Point-per-instance localization data:
==============================
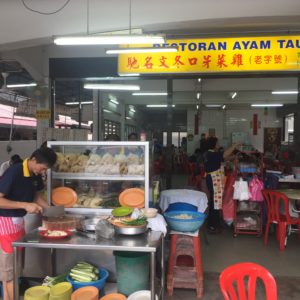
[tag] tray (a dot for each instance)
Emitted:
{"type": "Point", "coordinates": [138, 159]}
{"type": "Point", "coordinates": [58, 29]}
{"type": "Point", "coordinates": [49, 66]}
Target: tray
{"type": "Point", "coordinates": [131, 230]}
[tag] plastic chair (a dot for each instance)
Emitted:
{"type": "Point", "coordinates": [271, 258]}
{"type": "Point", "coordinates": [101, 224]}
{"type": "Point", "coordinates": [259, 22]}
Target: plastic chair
{"type": "Point", "coordinates": [276, 200]}
{"type": "Point", "coordinates": [234, 278]}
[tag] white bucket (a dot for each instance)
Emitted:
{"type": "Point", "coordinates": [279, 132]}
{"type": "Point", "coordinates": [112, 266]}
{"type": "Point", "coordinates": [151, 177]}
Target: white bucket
{"type": "Point", "coordinates": [296, 172]}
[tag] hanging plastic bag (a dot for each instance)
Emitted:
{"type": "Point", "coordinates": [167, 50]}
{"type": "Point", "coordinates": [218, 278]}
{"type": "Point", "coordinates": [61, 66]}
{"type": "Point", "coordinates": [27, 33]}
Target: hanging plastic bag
{"type": "Point", "coordinates": [255, 188]}
{"type": "Point", "coordinates": [241, 191]}
{"type": "Point", "coordinates": [228, 203]}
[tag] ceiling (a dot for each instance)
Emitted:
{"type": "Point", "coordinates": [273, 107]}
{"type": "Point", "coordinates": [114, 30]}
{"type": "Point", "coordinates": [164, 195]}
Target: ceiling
{"type": "Point", "coordinates": [175, 18]}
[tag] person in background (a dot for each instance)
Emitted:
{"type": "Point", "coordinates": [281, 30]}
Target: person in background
{"type": "Point", "coordinates": [214, 181]}
{"type": "Point", "coordinates": [13, 160]}
{"type": "Point", "coordinates": [132, 137]}
{"type": "Point", "coordinates": [20, 189]}
{"type": "Point", "coordinates": [203, 143]}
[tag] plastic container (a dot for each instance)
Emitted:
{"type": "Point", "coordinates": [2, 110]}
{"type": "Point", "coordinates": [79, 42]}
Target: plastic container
{"type": "Point", "coordinates": [187, 224]}
{"type": "Point", "coordinates": [37, 293]}
{"type": "Point", "coordinates": [86, 293]}
{"type": "Point", "coordinates": [132, 271]}
{"type": "Point", "coordinates": [99, 284]}
{"type": "Point", "coordinates": [141, 295]}
{"type": "Point", "coordinates": [181, 206]}
{"type": "Point", "coordinates": [61, 291]}
{"type": "Point", "coordinates": [296, 172]}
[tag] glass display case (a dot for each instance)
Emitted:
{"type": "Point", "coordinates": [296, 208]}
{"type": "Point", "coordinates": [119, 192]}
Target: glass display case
{"type": "Point", "coordinates": [98, 172]}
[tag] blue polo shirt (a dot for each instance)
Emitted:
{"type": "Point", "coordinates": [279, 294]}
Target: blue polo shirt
{"type": "Point", "coordinates": [17, 184]}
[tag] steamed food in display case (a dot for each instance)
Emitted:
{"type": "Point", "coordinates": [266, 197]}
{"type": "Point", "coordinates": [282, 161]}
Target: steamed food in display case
{"type": "Point", "coordinates": [98, 172]}
{"type": "Point", "coordinates": [106, 164]}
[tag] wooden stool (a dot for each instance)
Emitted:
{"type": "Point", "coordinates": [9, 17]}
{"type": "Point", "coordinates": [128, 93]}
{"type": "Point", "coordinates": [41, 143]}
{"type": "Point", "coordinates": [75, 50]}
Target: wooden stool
{"type": "Point", "coordinates": [185, 264]}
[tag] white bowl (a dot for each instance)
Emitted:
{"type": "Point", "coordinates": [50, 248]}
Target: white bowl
{"type": "Point", "coordinates": [149, 212]}
{"type": "Point", "coordinates": [141, 295]}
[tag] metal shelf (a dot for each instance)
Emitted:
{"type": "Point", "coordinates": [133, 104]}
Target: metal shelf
{"type": "Point", "coordinates": [93, 176]}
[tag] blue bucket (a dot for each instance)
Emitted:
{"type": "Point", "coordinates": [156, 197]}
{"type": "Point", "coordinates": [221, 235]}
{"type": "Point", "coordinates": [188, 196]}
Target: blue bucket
{"type": "Point", "coordinates": [181, 206]}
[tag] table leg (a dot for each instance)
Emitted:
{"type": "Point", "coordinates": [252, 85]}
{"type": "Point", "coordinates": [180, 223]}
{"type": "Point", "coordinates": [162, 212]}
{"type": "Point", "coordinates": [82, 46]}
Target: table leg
{"type": "Point", "coordinates": [53, 262]}
{"type": "Point", "coordinates": [16, 274]}
{"type": "Point", "coordinates": [152, 275]}
{"type": "Point", "coordinates": [162, 278]}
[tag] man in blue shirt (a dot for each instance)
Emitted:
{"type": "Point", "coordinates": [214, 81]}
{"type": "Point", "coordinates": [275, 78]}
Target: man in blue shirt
{"type": "Point", "coordinates": [20, 189]}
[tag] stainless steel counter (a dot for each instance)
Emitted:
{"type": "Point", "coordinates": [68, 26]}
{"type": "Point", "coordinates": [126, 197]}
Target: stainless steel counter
{"type": "Point", "coordinates": [147, 242]}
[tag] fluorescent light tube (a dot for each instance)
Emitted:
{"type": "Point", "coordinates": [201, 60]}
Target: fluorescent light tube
{"type": "Point", "coordinates": [142, 50]}
{"type": "Point", "coordinates": [267, 105]}
{"type": "Point", "coordinates": [107, 86]}
{"type": "Point", "coordinates": [76, 103]}
{"type": "Point", "coordinates": [21, 85]}
{"type": "Point", "coordinates": [284, 92]}
{"type": "Point", "coordinates": [159, 105]}
{"type": "Point", "coordinates": [213, 105]}
{"type": "Point", "coordinates": [150, 94]}
{"type": "Point", "coordinates": [114, 101]}
{"type": "Point", "coordinates": [109, 40]}
{"type": "Point", "coordinates": [129, 74]}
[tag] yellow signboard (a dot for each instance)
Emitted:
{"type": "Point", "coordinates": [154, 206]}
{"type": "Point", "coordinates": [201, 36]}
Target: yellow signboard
{"type": "Point", "coordinates": [42, 114]}
{"type": "Point", "coordinates": [215, 55]}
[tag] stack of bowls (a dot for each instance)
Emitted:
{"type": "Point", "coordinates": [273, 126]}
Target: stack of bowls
{"type": "Point", "coordinates": [37, 293]}
{"type": "Point", "coordinates": [61, 291]}
{"type": "Point", "coordinates": [86, 293]}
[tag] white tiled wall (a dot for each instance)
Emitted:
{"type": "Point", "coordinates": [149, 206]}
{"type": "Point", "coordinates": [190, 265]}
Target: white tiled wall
{"type": "Point", "coordinates": [227, 121]}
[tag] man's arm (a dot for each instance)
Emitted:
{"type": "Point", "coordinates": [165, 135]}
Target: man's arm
{"type": "Point", "coordinates": [29, 207]}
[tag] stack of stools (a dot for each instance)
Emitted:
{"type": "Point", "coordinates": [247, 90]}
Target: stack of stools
{"type": "Point", "coordinates": [185, 264]}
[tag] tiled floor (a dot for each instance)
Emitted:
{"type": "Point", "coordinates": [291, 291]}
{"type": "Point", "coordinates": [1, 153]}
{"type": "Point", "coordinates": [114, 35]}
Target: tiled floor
{"type": "Point", "coordinates": [223, 250]}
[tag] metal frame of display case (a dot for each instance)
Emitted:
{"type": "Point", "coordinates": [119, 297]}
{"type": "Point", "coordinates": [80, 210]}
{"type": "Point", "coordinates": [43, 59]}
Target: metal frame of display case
{"type": "Point", "coordinates": [92, 176]}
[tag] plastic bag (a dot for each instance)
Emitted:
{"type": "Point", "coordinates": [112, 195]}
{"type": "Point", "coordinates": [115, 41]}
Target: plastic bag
{"type": "Point", "coordinates": [255, 188]}
{"type": "Point", "coordinates": [241, 191]}
{"type": "Point", "coordinates": [228, 204]}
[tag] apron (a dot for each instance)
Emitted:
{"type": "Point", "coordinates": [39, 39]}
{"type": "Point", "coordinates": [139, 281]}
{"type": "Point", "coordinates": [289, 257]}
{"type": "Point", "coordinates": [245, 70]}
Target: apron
{"type": "Point", "coordinates": [11, 230]}
{"type": "Point", "coordinates": [218, 186]}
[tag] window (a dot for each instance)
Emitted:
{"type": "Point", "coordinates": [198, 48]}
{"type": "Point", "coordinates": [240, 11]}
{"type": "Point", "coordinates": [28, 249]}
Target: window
{"type": "Point", "coordinates": [176, 138]}
{"type": "Point", "coordinates": [289, 128]}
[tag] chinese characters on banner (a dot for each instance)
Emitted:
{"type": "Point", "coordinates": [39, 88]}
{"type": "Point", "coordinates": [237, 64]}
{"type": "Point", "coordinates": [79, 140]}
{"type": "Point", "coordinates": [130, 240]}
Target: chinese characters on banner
{"type": "Point", "coordinates": [280, 53]}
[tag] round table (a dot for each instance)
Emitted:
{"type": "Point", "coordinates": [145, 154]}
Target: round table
{"type": "Point", "coordinates": [197, 198]}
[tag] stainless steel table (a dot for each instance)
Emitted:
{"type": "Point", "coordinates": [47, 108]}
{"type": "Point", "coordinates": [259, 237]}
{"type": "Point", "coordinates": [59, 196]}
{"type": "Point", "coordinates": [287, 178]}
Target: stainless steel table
{"type": "Point", "coordinates": [147, 242]}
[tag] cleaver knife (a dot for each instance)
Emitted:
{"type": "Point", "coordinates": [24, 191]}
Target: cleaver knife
{"type": "Point", "coordinates": [53, 211]}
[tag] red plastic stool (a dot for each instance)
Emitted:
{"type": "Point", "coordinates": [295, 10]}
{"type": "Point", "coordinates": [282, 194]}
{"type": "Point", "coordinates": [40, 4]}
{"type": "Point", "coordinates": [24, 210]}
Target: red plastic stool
{"type": "Point", "coordinates": [185, 264]}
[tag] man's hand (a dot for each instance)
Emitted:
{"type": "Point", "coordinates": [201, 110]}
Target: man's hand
{"type": "Point", "coordinates": [33, 208]}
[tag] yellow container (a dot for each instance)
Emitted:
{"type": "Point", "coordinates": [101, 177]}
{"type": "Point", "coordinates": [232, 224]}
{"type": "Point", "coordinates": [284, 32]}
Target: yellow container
{"type": "Point", "coordinates": [61, 291]}
{"type": "Point", "coordinates": [38, 292]}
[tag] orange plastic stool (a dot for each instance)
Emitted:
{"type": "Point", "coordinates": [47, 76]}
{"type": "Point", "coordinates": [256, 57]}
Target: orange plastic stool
{"type": "Point", "coordinates": [185, 264]}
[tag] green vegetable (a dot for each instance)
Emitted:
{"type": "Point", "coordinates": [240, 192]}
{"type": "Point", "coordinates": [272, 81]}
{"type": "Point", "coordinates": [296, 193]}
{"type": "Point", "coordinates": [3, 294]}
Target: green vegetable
==============================
** AIM OF THE EXERCISE **
Where a line in the entries holds "green", copy that line.

** EXPECTED ANSWER **
[tag] green vegetable (a dot for each instance)
Target: green vegetable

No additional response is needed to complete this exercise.